**Tujuan a**
Menurut tanya jawab tentang mendidik anak angkat, T mulai masuk sekolah apa tahun ini?

**Cuplikan Halaman**

Rabu, 29 Juli 2009

Mendidik Anak Angkat

Tanya:
Saya karyawan di kantor swasta, sudah 10 tahun menikah tetapi belum punya anak. Tiga tahun lalu, saya dan suami sepakat untuk mengangkat T sebagai anak. Dia masih kemenakan suami. Tahun ini, T mulai masuk di SMP. Sebenarnya T anak yang baik, tetapi jika kecewa karena ada permintaannya tidak dituruti, dia akan merajuk dan menuduh kami tidak menyayanginya karena bukan anak kandung.

Hal itu menyebabkan suami selalu menuruti permintaannya. Saya selalu mengingatkan agar suami jangan memanjakan anak seperti itu. Tetapi suami tidak bisa menerima perkataan saya, bahkan sering marah-marah. Suami paling tidak suka kalau ada orang yang menyebut T sebagai anak angkat. Bagaimana menurut ajaran Islam, apakah dibolehkan anak angkat diakui sebagai anak kandung?
(Ny Eny )

Jawab:
Ibu Eny, karena usia T sewaktu diangkat sebagai anak sekitar 10 tahun, maka ia sudah tahu siapa orang tua kandungnya. Maka ia suka merajuk dan ingin kembali ke orang tuanya apabila mengalami kekecewaan. Karena itu, suami Ibu selalu memanjakannya agar T merasa disayang dan diperhatikan.

Tapi, di sisi lain, memanjakan anak secara berlebihan akan berakibat kurang baik terhadap perkembangannya, terutama kemampuan untuk mandiri. Dalam perkembangan kepribadian, kemandirian anak merupakan hal penting untuk menuju kedewasaan berpikir serta berperilaku.

Agar sikap suami yang memanjakan T tidak berakibat negatif, sebaiknya Ibu perlu bicara dari hati ke hati dengan suami tentang cara  yang perlu dilakukan agar sikap suami yang ingin memanjakan T tidak berakibat buruk bagi perkembangan anak.

Mengenai adopsi anak, tak ada larangan menurut Islam. Yang penting tujuannya untuk kebaikan dan masa depan anak, bukan untuk  tujuan yang merugikan atau menyengsarakan anak. Yang perlu diperhatikan Ibu dan suami adalah tuntunan Islam yang tidak membolehkan orang tua angkat menutupi identitas orang tua kandung anak angkat. Karena anak mempunyai kewajiban moral untuk mendoakan dan berbakti pada orang tua kandungnya. Demikian sebaliknya, orang tua berkewajiban mendoakan agar anaknya dapat menjadi anak yang salih/salihah.

**Data yang Ditampilkan**
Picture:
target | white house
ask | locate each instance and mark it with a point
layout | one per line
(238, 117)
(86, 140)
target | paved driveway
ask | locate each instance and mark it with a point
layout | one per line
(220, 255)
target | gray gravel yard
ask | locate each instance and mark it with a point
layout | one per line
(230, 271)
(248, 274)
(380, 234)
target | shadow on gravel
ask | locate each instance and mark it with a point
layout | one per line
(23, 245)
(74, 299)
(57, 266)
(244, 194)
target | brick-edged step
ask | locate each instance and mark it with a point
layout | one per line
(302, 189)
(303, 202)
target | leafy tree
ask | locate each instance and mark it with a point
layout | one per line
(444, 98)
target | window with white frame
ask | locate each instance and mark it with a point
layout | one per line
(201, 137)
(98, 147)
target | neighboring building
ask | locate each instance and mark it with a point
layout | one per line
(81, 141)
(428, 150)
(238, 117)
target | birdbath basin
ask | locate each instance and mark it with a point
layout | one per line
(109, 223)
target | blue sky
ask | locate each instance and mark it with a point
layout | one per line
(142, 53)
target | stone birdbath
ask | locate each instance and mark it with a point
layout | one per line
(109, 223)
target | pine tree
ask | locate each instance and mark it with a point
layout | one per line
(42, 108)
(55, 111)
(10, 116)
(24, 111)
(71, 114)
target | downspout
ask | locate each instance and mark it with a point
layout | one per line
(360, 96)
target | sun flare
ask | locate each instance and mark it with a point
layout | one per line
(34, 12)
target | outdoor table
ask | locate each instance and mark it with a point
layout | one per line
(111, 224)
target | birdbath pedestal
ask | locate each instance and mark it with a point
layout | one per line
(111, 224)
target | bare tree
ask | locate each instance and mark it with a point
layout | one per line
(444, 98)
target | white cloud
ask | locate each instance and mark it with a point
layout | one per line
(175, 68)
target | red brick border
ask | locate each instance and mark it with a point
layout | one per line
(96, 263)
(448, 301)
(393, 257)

**Tujuan b**
Sajikan baris-baris catatan sebagai daftar bernomor, mulai dari baris yang memuat "target | birdbath basin" sampai dengan baris terakhir catatan, tanpa baris kosong.

**Jawaban Latihan a**
SMP.

**Jawaban Latihan b**
1. target | birdbath basin
2. ask | locate each instance and mark it with a point
3. layout | one per line
4. (109, 223)
5. target | blue sky
6. ask | locate each instance and mark it with a point
7. layout | one per line
8. (142, 53)
9. target | stone birdbath
10. ask | locate each instance and mark it with a point
11. layout | one per line
12. (109, 223)
13. target | pine tree
14. ask | locate each instance and mark it with a point
15. layout | one per line
16. (42, 108)
17. (55, 111)
18. (10, 116)
19. (24, 111)
20. (71, 114)
21. target | downspout
22. ask | locate each instance and mark it with a point
23. layout | one per line
24. (360, 96)
25. target | sun flare
26. ask | locate each instance and mark it with a point
27. layout | one per line
28. (34, 12)
29. target | outdoor table
30. ask | locate each instance and mark it with a point
31. layout | one per line
32. (111, 224)
33. target | birdbath pedestal
34. ask | locate each instance and mark it with a point
35. layout | one per line
36. (111, 224)
37. target | bare tree
38. ask | locate each instance and mark it with a point
39. layout | one per line
40. (444, 98)
41. target | white cloud
42. ask | locate each instance and mark it with a point
43. layout | one per line
44. (175, 68)
45. target | red brick border
46. ask | locate each instance and mark it with a point
47. layout | one per line
48. (96, 263)
49. (448, 301)
50. (393, 257)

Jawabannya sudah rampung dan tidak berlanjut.